As for the 6-10 PPM drop induced by Columbus setting off the LIA, maybe such extreme climate sensitivity works in only one direction? /sarc
Mike Smith over at Meteorological Musings sums up this absurdity pretty well:
Mr. Nevle inadvertently makes the case to continue to pump CO2 into the atmosphere. The effects of a Little Ice Age today would be catastrophic given the much larger population of the world. With the shorter growing seasons many millions would starve. The effects of another ice age, little or otherwise, would make global warming seem like a picnic.
h/t to Dr. Ryan Maue



According to written history, the beginning of the LIA (Little Ice Age) happened long before the advent of the “Maunder Minimum”.
History tells me that communications (Oceanic exchange) between Iceland and Greenland began to become increasingly difficult during the 1390ties – until by the year 1415 the growth of pack ice in Greenland’s costal waters rendered any further contact between the two countries (Ice-land and Green-land) impossible. –
My guess is therefore that there probably was an appearance of maybe 3 or more weak solar cycles (SC) a bit like SC 23 and SC 24 before the Maunder Minimum reared its ugly head.

#####

## Instructions for the task
Answer these about the Little Ice Age text:
1. Who sums up the absurdity, and at what site?
2. By what year did pack ice make contact between Iceland and Greenland impossible?
3. In the quoted passage, what would shorter growing seasons cause?

## Recorded information
#####

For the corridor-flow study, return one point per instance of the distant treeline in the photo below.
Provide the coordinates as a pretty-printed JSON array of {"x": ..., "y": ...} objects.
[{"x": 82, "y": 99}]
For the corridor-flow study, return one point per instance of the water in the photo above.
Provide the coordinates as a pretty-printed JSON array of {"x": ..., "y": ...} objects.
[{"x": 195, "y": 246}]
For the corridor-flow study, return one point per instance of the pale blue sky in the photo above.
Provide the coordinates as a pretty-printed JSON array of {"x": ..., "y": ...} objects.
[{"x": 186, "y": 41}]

#####

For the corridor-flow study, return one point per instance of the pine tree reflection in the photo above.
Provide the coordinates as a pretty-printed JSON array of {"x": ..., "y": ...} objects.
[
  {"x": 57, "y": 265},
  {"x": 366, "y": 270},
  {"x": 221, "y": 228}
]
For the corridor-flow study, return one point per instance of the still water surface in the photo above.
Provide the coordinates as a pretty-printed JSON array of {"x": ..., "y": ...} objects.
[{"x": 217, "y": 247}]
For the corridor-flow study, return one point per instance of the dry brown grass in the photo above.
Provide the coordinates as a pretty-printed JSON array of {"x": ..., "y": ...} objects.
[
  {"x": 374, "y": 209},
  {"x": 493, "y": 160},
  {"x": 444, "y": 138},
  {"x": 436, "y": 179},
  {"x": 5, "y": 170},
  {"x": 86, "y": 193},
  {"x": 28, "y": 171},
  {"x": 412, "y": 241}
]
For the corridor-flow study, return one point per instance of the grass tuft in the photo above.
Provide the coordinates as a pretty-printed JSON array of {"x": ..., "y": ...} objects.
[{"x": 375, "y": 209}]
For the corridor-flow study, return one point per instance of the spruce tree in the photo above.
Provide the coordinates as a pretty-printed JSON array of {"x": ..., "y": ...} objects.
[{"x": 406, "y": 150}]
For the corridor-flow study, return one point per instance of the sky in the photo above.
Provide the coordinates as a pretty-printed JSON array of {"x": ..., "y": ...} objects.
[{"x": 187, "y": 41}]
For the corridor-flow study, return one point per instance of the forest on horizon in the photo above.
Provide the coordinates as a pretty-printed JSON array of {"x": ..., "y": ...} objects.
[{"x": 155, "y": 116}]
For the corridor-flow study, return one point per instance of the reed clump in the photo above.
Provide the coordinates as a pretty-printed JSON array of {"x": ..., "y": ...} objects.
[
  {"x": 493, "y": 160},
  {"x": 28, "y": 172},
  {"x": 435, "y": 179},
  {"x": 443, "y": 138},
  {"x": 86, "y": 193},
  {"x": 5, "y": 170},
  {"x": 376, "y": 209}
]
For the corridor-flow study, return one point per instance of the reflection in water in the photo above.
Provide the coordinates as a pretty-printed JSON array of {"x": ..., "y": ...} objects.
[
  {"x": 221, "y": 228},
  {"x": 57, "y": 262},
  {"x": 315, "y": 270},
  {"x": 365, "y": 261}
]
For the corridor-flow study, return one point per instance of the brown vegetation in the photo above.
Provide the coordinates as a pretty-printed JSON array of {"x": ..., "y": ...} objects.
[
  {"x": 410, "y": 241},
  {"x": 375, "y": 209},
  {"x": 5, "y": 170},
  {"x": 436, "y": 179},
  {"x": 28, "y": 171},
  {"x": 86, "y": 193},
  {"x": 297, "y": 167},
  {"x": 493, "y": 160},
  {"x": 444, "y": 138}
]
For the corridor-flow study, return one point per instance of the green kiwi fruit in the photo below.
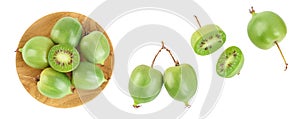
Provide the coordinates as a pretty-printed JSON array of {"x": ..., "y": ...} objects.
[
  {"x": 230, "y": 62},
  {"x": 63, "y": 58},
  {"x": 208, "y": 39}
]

#####

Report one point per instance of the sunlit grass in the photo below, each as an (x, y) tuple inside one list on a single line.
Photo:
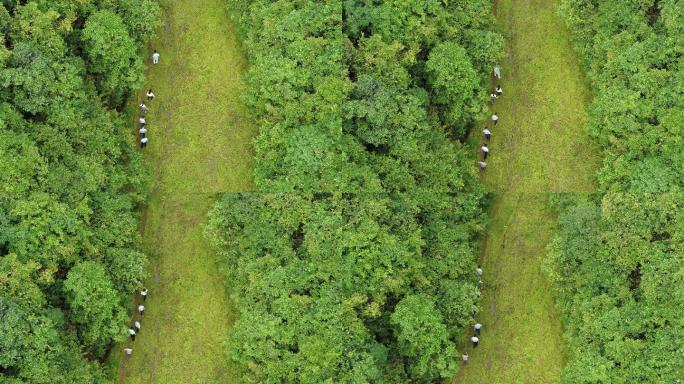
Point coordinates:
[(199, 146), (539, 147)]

#####

## Result
1. Mike Smith, at Meteorological Musings.
2. 1415.
3. Many millions would starve.